PROMPT:
Rewrite the items below with "white cloud" changed to "gray cloud", keeping everything else the same.
▼
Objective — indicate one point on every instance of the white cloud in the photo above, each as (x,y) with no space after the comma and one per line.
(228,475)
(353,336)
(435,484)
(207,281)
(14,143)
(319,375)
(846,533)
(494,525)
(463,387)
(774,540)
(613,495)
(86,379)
▲
TASK RESPONSE:
Objective — indicate one point on every instance of the gray cloud in the photo above, each as (x,y) with no space after the comma and one per line.
(228,475)
(353,336)
(435,484)
(207,281)
(14,143)
(319,375)
(846,533)
(494,525)
(463,387)
(774,540)
(613,495)
(86,379)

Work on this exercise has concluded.